Consignes de la tâche:
Recopiez mot pour mot le passage de l'extrait sur la prévention des risques professionnels, en commençant par « Actuel directeur de » et en allant jusqu'à « la culture entrepreneuriale. ».

Extrait fourni:
--------

Actuel directeur de l’Institut national du Travail, de l’Emploi et de la Formation professionnelle (INTEFP),
notamment chargé d’assurer la formation des inspecteurs du travail, Hervé Lanouzière est l’un des plus fins connaisseurs du système français de santé et de sécurité au travail. Auparavant directeur général de l’Agence nationale pour l’amélioration des conditions de travail (Anact), il défend une conception non punitive de la prévention des risques professionnels. Dans l’entretien qu’il nous a accordé, il explique que la création du document unique a permis de passer d’une logique de réparation des accidents à une logique de prévention des risques. Il souligne aussi combien la culture de la prévention est compatible avec la culture entrepreneuriale.
Pour comprendre l’importance que revêt la création du document unique, peut-être faut-il la situer dans la longue histoire de la prévention des risques ?

--------

Données fournies:

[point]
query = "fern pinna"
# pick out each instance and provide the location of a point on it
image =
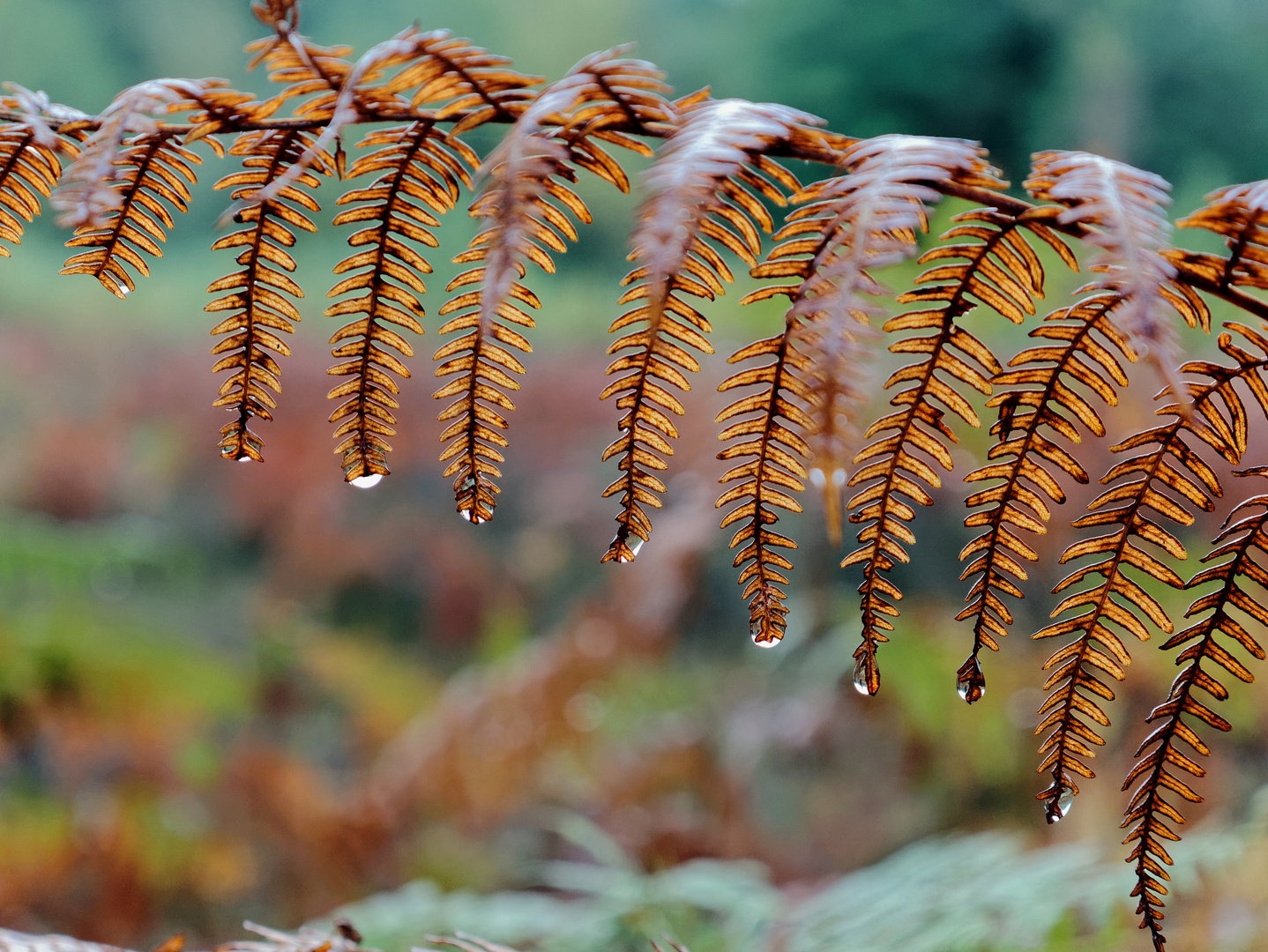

--------

Réponse complète:
Actuel directeur de l’Institut national du Travail, de l’Emploi et de la Formation professionnelle (INTEFP),
notamment chargé d’assurer la formation des inspecteurs du travail, Hervé Lanouzière est l’un des plus fins connaisseurs du système français de santé et de sécurité au travail. Auparavant directeur général de l’Agence nationale pour l’amélioration des conditions de travail (Anact), il défend une conception non punitive de la prévention des risques professionnels. Dans l’entretien qu’il nous a accordé, il explique que la création du document unique a permis de passer d’une logique de réparation des accidents à une logique de prévention des risques. Il souligne aussi combien la culture de la prévention est compatible avec la culture entrepreneuriale.